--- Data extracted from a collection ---
###

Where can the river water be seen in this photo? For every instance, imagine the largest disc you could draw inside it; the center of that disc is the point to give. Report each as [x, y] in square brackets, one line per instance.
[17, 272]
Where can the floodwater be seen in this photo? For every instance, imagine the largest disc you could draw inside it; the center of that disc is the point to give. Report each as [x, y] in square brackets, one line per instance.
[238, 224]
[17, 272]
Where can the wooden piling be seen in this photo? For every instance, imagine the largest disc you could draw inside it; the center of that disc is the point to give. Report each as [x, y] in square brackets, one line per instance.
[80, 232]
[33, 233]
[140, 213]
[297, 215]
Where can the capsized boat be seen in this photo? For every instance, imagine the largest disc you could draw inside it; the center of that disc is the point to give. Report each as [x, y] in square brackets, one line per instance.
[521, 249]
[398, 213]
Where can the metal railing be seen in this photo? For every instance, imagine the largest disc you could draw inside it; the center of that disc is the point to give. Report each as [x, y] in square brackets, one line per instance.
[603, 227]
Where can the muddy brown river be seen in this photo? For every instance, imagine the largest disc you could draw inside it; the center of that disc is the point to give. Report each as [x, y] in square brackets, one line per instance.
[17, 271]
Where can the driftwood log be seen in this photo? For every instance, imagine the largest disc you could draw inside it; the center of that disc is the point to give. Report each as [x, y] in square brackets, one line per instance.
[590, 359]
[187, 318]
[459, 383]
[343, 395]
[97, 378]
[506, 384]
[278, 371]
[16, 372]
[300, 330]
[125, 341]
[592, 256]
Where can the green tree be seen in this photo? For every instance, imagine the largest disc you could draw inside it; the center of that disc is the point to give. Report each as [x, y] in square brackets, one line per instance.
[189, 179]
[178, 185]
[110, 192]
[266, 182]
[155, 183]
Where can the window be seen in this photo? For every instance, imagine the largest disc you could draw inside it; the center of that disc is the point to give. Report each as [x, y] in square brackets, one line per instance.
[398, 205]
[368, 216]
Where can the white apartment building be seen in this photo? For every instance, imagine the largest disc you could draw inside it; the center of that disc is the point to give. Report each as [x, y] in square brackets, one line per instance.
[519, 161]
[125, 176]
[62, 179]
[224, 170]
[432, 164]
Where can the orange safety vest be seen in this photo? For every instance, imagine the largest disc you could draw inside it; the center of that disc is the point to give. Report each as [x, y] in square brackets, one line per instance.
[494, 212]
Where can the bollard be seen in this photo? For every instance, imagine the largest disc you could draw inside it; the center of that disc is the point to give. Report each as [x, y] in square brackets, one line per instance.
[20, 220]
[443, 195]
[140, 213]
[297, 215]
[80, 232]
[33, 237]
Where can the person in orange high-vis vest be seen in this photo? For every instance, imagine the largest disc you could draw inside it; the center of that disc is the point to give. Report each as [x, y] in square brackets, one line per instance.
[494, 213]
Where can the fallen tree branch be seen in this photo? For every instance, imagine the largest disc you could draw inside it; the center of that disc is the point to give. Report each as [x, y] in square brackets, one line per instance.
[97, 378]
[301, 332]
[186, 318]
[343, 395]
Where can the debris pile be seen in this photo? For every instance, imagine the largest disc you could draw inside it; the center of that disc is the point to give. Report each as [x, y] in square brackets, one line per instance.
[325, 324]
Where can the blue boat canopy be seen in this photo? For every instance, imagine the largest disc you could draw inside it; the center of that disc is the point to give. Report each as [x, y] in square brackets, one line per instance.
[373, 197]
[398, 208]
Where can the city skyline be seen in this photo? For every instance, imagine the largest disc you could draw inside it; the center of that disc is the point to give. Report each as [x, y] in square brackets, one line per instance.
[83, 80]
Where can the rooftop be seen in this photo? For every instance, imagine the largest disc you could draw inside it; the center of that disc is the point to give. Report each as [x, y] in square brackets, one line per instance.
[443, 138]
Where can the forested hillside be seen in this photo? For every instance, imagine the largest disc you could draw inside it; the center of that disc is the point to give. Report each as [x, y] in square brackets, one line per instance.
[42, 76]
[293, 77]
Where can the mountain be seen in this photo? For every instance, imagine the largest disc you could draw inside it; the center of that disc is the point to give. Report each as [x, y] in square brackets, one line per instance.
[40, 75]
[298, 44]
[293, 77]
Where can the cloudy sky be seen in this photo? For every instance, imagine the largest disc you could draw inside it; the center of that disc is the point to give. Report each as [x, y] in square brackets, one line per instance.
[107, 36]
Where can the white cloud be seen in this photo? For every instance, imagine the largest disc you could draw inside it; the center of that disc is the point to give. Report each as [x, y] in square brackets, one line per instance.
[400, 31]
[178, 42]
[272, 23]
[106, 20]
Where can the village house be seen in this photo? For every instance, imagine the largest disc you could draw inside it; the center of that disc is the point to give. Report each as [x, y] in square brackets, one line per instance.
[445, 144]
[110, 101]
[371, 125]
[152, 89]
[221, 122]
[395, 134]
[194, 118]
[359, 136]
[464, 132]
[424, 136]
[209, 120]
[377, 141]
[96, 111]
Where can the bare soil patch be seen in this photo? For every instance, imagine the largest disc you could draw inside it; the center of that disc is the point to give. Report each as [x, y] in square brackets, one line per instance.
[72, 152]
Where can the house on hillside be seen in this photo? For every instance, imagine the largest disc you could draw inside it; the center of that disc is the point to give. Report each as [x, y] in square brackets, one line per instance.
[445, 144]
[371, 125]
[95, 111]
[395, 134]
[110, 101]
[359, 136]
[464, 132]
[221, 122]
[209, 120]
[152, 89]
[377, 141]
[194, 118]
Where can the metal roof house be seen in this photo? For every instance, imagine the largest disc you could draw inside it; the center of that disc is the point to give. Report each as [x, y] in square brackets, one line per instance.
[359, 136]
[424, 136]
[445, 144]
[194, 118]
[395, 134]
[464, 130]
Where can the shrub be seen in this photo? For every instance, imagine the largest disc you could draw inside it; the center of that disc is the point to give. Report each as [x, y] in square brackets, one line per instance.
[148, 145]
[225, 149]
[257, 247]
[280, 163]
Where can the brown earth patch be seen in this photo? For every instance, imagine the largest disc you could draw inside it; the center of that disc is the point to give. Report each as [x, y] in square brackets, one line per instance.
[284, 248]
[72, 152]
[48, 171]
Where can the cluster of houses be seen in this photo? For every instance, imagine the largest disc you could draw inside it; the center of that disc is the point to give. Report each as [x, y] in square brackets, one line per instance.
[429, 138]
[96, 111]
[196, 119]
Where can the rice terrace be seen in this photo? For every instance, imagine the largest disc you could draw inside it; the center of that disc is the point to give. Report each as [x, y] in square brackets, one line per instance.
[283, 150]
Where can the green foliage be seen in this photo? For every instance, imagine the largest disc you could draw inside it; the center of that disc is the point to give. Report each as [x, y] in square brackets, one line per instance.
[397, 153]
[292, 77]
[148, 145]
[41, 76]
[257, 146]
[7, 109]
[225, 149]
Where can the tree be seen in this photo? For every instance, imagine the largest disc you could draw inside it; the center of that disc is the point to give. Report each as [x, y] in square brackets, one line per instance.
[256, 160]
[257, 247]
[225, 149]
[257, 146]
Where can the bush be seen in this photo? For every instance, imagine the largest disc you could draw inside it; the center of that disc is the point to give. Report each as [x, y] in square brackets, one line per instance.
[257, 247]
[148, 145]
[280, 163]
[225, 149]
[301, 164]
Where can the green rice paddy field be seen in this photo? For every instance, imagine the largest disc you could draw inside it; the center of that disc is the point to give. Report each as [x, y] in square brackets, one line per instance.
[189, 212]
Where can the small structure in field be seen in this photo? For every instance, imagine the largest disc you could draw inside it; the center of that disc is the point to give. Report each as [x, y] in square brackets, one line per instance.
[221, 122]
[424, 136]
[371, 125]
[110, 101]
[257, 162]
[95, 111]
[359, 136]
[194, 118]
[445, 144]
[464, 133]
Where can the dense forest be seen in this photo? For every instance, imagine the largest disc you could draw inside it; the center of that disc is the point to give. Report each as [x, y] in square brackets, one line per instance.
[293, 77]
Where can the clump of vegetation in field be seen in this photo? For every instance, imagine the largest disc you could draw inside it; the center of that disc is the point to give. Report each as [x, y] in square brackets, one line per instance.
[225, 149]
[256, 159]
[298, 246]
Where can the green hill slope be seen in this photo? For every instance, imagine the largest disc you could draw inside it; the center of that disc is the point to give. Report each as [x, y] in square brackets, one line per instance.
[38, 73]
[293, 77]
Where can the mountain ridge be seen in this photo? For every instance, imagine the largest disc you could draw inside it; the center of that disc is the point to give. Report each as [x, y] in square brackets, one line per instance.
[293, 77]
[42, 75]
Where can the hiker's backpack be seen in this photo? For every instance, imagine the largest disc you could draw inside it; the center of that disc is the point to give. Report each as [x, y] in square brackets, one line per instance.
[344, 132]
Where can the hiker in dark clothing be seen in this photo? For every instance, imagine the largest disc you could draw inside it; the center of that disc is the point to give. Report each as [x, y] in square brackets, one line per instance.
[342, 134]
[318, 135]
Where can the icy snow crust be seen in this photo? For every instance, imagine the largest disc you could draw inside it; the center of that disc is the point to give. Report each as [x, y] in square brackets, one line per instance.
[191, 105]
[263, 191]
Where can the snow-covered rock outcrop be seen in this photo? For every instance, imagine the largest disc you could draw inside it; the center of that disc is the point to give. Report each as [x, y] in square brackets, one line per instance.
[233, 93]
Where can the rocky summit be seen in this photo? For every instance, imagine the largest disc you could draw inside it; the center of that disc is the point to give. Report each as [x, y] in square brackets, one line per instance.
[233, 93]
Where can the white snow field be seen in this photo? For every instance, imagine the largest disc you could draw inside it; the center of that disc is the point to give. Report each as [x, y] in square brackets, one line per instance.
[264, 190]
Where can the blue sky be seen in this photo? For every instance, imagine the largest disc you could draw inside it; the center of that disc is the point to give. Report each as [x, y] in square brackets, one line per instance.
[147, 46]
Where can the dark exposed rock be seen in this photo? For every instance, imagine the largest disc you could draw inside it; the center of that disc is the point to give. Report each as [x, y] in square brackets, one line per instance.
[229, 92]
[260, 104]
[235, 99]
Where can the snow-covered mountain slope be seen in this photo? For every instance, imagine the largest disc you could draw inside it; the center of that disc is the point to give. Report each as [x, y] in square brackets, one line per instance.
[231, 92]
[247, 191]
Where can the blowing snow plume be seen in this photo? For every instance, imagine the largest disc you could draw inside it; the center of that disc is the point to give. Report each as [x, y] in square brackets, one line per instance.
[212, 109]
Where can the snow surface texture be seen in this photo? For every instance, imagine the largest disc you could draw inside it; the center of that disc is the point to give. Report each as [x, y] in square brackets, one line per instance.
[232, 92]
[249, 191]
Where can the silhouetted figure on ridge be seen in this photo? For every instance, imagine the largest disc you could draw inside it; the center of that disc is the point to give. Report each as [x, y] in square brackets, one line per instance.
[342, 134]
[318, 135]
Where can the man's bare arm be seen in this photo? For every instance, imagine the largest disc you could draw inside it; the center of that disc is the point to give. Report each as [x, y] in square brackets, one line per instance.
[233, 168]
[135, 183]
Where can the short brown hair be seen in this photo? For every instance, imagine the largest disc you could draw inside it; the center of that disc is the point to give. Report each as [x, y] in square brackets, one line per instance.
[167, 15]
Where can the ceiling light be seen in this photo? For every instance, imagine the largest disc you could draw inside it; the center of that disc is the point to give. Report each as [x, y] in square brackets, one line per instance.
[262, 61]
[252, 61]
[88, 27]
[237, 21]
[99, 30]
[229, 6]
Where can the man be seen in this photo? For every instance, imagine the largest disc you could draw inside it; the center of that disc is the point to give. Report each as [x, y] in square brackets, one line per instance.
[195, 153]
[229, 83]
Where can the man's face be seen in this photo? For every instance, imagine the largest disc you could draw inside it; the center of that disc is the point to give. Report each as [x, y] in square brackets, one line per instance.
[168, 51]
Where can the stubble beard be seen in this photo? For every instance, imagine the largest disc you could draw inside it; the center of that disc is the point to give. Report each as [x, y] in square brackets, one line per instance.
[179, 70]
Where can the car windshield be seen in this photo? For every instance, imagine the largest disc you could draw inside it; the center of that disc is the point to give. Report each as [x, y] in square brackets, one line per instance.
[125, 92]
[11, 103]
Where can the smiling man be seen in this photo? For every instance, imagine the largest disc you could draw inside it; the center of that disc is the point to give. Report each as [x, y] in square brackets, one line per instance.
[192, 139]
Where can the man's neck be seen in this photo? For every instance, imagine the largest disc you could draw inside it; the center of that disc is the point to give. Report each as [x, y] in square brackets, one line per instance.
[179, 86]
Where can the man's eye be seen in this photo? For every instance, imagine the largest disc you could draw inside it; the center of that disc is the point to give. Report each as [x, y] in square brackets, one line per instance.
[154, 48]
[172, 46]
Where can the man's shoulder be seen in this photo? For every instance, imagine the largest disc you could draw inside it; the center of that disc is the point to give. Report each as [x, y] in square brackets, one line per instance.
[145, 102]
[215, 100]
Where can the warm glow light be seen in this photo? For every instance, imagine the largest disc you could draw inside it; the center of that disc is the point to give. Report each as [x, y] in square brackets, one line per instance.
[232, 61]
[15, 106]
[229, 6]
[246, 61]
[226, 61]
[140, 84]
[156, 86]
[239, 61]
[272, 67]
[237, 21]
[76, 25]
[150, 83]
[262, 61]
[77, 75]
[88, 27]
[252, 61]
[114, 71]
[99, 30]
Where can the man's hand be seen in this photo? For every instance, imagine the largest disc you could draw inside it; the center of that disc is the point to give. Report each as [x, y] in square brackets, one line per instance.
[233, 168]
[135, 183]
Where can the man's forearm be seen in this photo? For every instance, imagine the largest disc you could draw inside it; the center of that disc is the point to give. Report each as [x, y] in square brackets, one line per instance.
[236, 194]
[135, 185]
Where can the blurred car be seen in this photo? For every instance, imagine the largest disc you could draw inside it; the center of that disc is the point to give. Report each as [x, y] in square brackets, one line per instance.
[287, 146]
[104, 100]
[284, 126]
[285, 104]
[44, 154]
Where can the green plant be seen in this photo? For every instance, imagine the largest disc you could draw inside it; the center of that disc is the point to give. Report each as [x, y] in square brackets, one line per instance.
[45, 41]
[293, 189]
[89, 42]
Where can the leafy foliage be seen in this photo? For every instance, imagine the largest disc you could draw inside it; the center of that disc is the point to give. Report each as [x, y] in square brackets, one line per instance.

###

From the line containing "Where can the green plant" down to the final line of the data, write out every line exactly; both the first and last of these belong in your answer, and nothing else does.

Where can the green plant be seen in this photo? For every instance, imagine the largest disc you could draw inside it; the center of that disc is the point to give. Report each as [x, y] in square brackets, one line per instance.
[45, 41]
[293, 189]
[89, 42]
Where can the leafy foliage be seen in this photo? For every instance, imagine the largest disc you could draw inside it; the center of that disc is the point to give. Report each as [x, y] in square brackets, one line per instance.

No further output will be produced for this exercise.